BEGIN PASSAGE FOR REVIEW

Colony of wild felines being removed from Veazie neighborhood; most should find homes

&quotOh yeah, this one can be saved," said Veazie Animal Control Officer Joseph Murphy as he attempts to coax a feral kitten into a cat carrier after trapping the animal on Hobson Avenue in Veazie on Tuesday, July 10, 2012.
Kevin Bennett | BDN
"Oh yeah, this one can be saved," said Veazie Animal Control Officer Joseph Murphy as he attempts to coax a feral kitten into a cat carrier after trapping the animal on Hobson Avenue in Veazie on Tuesday, July 10, 2012. Buy Photo
By Nick McCrea, BDN Staff
Posted July 10, 2012, at 8:42 p.m.

VEAZIE, Maine — Reports of the imminent demise of a clowder of cats in Veazie are greatly exaggerated, according to town officials.

For about two years, residents of Hobson Avenue in Veazie have complained about a group of around 30 free-roaming and feral cats that live in the area, according to Veazie police Chief Mark Leonard. Some of those cats have come to roost underneath residences on the street.

Free-roaming cats are felines that were once household pets but now run wild. Feral cats have never been owned by a human and can be skittish or aggressive toward people.

The town received another complaint on July 5 from a resident who said two litters of kittens had been born to the cat colony, adding as many as 16 new feral cats to the mix.

Residents of the trailers on Hobson Avenue told town officials that cats were tearing up and scratching the exteriors of their homes, getting underneath the trailers and damaging wiring.

Joseph Murphy, animal control officer for Veazie and eight other communities, was asked to begin the process of removing the cats from the neighborhood.

On Tuesday, someone from a group called Forgotten Felines posted a photo of a cat on Facebook with a caption that said the animal was part of a “colony in Veazie that the police and [animal control officer] are going to start trapping and killing today.”

Forgotten Felines is a nonprofit organization that attempts to find homes for feral and free-roaming cats.

Another post on the group’s page stated that at least 25 Hobson Avenue cats would be put down starting Tuesday night.

Tuesday night, those involved in the trapping of the animals said those claims aren’t true.

Murphy began catching cats on the street Tuesday evening after telling residents during the course of the week that they should put collars on their house cats so he could avoid taking the wrong animals.

After putting cat food into the first humane trap he set that evening and placing it at the end of a culvert that ran under the street, Murphy went to the other end of the culvert and clapped his hands. Seconds later, an orange kitten ran into the trap.

END PASSAGE FOR REVIEW
BEGIN DATA PROVIDED

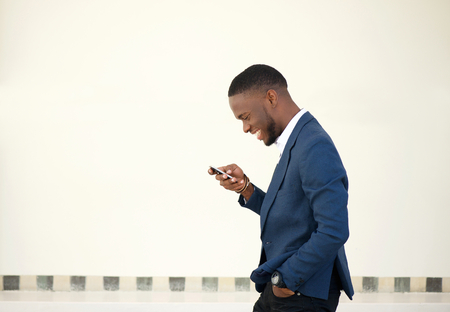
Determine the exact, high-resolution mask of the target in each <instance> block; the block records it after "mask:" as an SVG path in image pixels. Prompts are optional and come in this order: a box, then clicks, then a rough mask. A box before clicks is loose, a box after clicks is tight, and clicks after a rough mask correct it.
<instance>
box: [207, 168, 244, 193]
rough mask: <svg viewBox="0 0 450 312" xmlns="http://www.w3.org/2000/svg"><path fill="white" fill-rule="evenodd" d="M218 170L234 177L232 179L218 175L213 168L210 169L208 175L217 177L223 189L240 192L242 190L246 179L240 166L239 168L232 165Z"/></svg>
mask: <svg viewBox="0 0 450 312" xmlns="http://www.w3.org/2000/svg"><path fill="white" fill-rule="evenodd" d="M217 169H219V170H221V171H223V172H225V173H226V174H229V175H231V176H232V178H231V179H230V178H229V177H228V176H227V175H226V174H218V173H217V172H215V171H214V170H212V169H211V168H209V169H208V173H209V174H210V175H214V174H215V175H216V180H217V181H219V183H220V185H221V186H222V187H224V188H225V189H227V190H230V191H238V190H240V189H242V186H243V185H244V182H245V179H244V173H243V171H242V169H241V168H239V166H237V165H236V164H231V165H227V166H222V167H217Z"/></svg>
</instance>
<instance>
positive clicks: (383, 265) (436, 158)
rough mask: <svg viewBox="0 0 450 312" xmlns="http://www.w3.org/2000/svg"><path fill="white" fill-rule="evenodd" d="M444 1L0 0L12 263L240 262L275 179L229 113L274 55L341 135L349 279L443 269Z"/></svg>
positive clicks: (135, 273) (287, 74)
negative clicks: (239, 82) (219, 166)
mask: <svg viewBox="0 0 450 312" xmlns="http://www.w3.org/2000/svg"><path fill="white" fill-rule="evenodd" d="M449 12H450V2H448V1H426V0H422V1H356V0H353V1H277V2H273V1H144V0H142V1H107V0H95V1H87V0H86V1H57V0H54V1H42V0H40V1H31V0H29V1H26V0H22V1H19V0H3V1H0V14H1V15H0V23H1V24H0V222H1V223H0V275H12V274H21V275H27V274H36V275H119V276H127V275H129V276H167V275H169V276H248V275H249V273H250V271H251V270H252V269H253V268H254V267H255V266H256V264H257V263H258V260H259V259H258V257H259V248H260V246H259V220H258V217H257V216H256V215H254V214H252V213H251V212H249V211H246V210H244V209H240V208H239V206H238V204H237V203H236V200H237V197H236V196H235V195H234V194H231V193H227V192H225V191H223V190H222V189H221V188H220V187H219V186H218V185H217V184H216V183H215V180H214V179H213V178H211V177H209V176H208V175H207V174H206V170H207V168H208V166H209V165H223V164H228V163H231V162H236V163H238V164H240V165H241V166H242V167H243V168H244V169H245V170H246V172H247V173H248V175H249V176H250V177H251V179H252V181H254V182H255V183H256V184H257V185H259V186H260V187H262V188H266V187H267V186H268V184H269V181H270V178H271V174H272V172H273V169H274V166H275V163H276V160H277V157H278V155H277V154H278V153H277V151H276V149H275V147H271V148H266V147H265V146H264V145H263V144H262V143H260V142H257V141H256V140H255V139H254V138H253V137H251V136H244V135H243V133H242V125H241V124H240V123H239V122H238V121H236V120H235V119H234V117H233V115H232V113H231V111H230V110H229V107H228V99H227V96H226V93H227V90H228V86H229V83H230V82H231V79H232V78H233V77H234V76H235V75H237V74H238V73H239V72H241V71H242V70H244V69H245V68H246V67H247V66H249V65H252V64H255V63H265V64H269V65H272V66H274V67H275V68H277V69H279V70H280V71H281V72H282V73H283V74H284V75H285V77H286V78H287V80H288V83H289V86H290V91H291V94H292V96H293V98H294V100H295V101H296V102H297V103H298V104H299V106H301V107H305V108H307V109H308V110H309V111H311V112H312V113H313V115H315V116H316V117H317V118H318V119H319V121H320V122H321V123H322V125H323V126H324V127H325V129H327V130H328V131H329V133H330V135H331V136H332V138H333V139H334V141H335V143H336V145H337V147H338V149H339V151H340V153H341V156H342V158H343V161H344V164H345V166H346V168H347V170H348V174H349V179H350V203H349V211H350V225H351V238H350V240H349V242H348V243H347V250H348V258H349V262H350V268H351V271H352V275H354V276H438V277H441V276H450V266H448V263H449V262H450V249H449V248H448V244H447V243H446V242H447V240H448V237H450V227H449V220H450V213H449V211H450V209H449V202H450V191H449V187H450V183H449V179H448V177H449V176H450V165H449V161H448V160H449V159H450V147H449V145H450V144H449V142H450V123H449V122H448V119H449V118H448V117H449V116H450V20H449V19H448V13H449Z"/></svg>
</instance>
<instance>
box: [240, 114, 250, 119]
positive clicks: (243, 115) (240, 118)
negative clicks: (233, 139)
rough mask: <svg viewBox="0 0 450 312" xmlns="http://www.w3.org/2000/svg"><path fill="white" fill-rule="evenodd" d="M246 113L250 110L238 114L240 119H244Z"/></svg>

END DATA PROVIDED

» THE PROBLEM:
Please explain, based on the article about the Veazie cat colony, why Murphy told Hobson Avenue residents to put collars on their house cats. This data comes from a different source than the article.

» TASK RESULT:
Murphy told residents to put collars on their house cats so that he could avoid taking the wrong animals when he began trapping cats on the street.